=== AUFGABEN ===
**1.** Schreiben Sie aus dem Text zum Sterbegeld die Stelle von „Die Verfassungsbeschwerde richtet“ bis „die Krankenkasse zurück.“ wortgetreu ab.
**2.** Führen Sie den Text über den Wegfall des Sterbegelds im Anschluss an seinen letzten Satz weiter.

=== GEZEIGTER TEXTAUSSCHNITT ===
Die Verfassungsbeschwerde richtet sich unmittelbar gegen den Wegfall des Sterbegelds als Leistung der gesetzlichen Krankenversicherung.
II.
Das Sterbegeld war unter der Geltung der Reichsversicherungsordnung (RVO) eine Leistung der gesetzlichen Krankenversicherung. Nach § 201 RVO betrug es das 20fache des Grundlohns. Die Satzung der Krankenkasse konnte den Betrag auf das 40fache des Grundlohns erhöhen (§ 204 RVO). Nach § 203 Satz 1 RVO wurde es in Höhe der angefallenen Kosten an denjenigen ausgezahlt, der die Bestattung besorgt hat. Ein etwaiger Überschuss war nach § 203 Satz 2 und 3 RVO unter nahen Angehörigen, die mit dem Versicherten in einer häuslichen Gemeinschaft gelebt hatten, aufzuteilen oder fiel an die Krankenkasse zurück.

=== BEREITGESTELLTE DATEN ===
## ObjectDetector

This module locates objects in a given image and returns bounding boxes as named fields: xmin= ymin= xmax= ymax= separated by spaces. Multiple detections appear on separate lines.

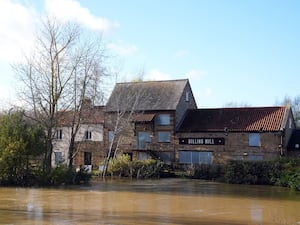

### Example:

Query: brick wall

=== LÖSUNGEN ===
**1.**
Die Verfassungsbeschwerde richtet sich unmittelbar gegen den Wegfall des Sterbegelds als Leistung der gesetzlichen Krankenversicherung.
II.
Das Sterbegeld war unter der Geltung der Reichsversicherungsordnung (RVO) eine Leistung der gesetzlichen Krankenversicherung. Nach § 201 RVO betrug es das 20fache des Grundlohns. Die Satzung der Krankenkasse konnte den Betrag auf das 40fache des Grundlohns erhöhen (§ 204 RVO). Nach § 203 Satz 1 RVO wurde es in Höhe der angefallenen Kosten an denjenigen ausgezahlt, der die Bestattung besorgt hat. Ein etwaiger Überschuss war nach § 203 Satz 2 und 3 RVO unter nahen Angehörigen, die mit dem Versicherten in einer häuslichen Gemeinschaft gelebt hatten, aufzuteilen oder fiel an die Krankenkasse zurück.

**2.**
Mit dem In-Kraft-Treten des SGB V am 1. Januar 1989 wurde das Sterbegeld gemäß § 59 SGB V a.F. auf einen Festbetrag von 2.100 DM beim Tod eines Mitglieds und auf 1.050 DM beim Tod eines versicherten Familienangehörigen festgesetzt. Voraussetzung war nunmehr gemäß § 58 Satz 1 SGB V a.F., dass der Verstorbene am 1. Januar 1989 versichert war. Ab 2003 wurde das Sterbegeld halbiert. Nach § 58 Satz 2 SGB V a.F. wurde es an denjenigen gezahlt, der die Bestattungskosten getragen hat.
Durch Art. 1 Nr. 36 des Gesetzes zur Modernisierung der gesetzlichen Krankenversicherung (GMG) vom 14. November 2003 (BGBl I S. 2190) wurde der siebte Abschnitt des dritten Kapitels des SGB V unter der Überschrift "Zahnersatz" neugefasst. Die Vorschriften der §§ 58, 59 SGB V a.F. wurden aufgehoben. Gemäß Art. 37 Abs. 1 GMG trat dieses Gesetz am 1. Januar 2004 in Kraft, soweit in den folgenden Absätzen nichts Abweichendes bestimmt ist. Nach Art. 37 Abs. 8 GMG traten in Art. 1 Nr. 36 § 55, § 58 Abs. 1, 2 und 4 sowie § 59 SGB V am 1. Januar 2005 in Kraft.
III.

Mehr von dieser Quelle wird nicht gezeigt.